======== EXTRACTED MATERIAL ========

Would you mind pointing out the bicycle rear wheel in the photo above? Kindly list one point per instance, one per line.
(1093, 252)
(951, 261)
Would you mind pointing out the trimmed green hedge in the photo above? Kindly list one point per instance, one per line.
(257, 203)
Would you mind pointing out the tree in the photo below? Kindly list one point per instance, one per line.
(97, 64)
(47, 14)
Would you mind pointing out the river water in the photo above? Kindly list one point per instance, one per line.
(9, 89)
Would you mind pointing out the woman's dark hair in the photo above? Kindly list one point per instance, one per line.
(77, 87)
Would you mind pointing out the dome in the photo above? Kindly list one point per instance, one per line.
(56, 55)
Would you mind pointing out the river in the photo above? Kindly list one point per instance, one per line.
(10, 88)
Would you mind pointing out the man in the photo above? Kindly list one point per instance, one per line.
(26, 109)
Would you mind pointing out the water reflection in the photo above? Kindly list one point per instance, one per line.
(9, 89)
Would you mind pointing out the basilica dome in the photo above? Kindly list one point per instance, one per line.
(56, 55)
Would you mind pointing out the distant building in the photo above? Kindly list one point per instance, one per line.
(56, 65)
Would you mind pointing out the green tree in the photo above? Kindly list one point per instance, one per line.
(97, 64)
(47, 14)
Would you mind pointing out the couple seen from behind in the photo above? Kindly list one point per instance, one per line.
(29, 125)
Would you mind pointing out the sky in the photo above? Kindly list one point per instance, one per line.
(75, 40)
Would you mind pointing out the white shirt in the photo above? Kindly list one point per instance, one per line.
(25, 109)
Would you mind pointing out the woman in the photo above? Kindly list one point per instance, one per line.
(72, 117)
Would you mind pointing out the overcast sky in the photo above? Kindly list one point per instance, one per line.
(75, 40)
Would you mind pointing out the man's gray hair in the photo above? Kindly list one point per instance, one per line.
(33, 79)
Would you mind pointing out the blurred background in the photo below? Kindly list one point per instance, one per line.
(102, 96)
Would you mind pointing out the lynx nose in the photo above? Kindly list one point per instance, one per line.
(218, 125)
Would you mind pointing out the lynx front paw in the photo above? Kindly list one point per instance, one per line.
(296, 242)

========

## [TASK PROMPT]
The material above must be returned in full, exactly as written.

## [WRITTEN RESPONSE]
Would you mind pointing out the bicycle rear wheel in the photo above? Kindly list one point per instance, one per line.
(1093, 252)
(951, 261)
Would you mind pointing out the trimmed green hedge in the photo above? Kindly list one point per instance, one per line.
(257, 203)
Would you mind pointing out the tree in the photo below? Kindly list one point per instance, one per line.
(97, 64)
(47, 14)
Would you mind pointing out the river water in the photo above? Kindly list one point per instance, one per line.
(9, 89)
Would you mind pointing out the woman's dark hair in the photo above? Kindly list one point per instance, one per line.
(77, 87)
Would you mind pointing out the dome in the photo above? Kindly list one point per instance, one per line.
(56, 55)
Would you mind pointing out the river in the photo above? Kindly list one point per instance, one per line.
(10, 88)
Would you mind pointing out the man in the photo above? Kindly list one point per instance, one per line.
(26, 109)
Would you mind pointing out the water reflection in the photo above? Kindly list one point per instance, one per line.
(9, 89)
Would you mind pointing out the basilica dome in the photo above? Kindly list one point per instance, one per line.
(56, 55)
Would you mind pointing out the distant building in the photo above? Kindly list one point per instance, one per line.
(56, 65)
Would you mind pointing out the green tree in the photo above? Kindly list one point per instance, one per line.
(97, 64)
(47, 14)
Would you mind pointing out the couple seen from behind in the photo above? Kindly list one point per instance, one per line.
(29, 125)
Would you mind pointing out the sky in the photo above? Kindly list one point per instance, one per line.
(75, 40)
Would you mind pointing out the white shirt in the photo above? Kindly list one point per instance, one per line.
(25, 109)
Would you mind pointing out the woman in the photo above? Kindly list one point per instance, one per line.
(72, 117)
Would you mind pointing out the overcast sky in the photo above? Kindly list one point per instance, one per line.
(75, 40)
Would you mind pointing out the man's gray hair in the photo above? Kindly list one point per instance, one per line.
(33, 79)
Would you mind pointing out the blurred background in the photo below? Kindly list one point per instance, one per line.
(102, 96)
Would you mind pointing out the lynx nose in the photo above? Kindly list one point per instance, one per line.
(218, 125)
Would you mind pointing out the lynx front paw in the photo above? Kindly list one point per instance, one per line.
(296, 242)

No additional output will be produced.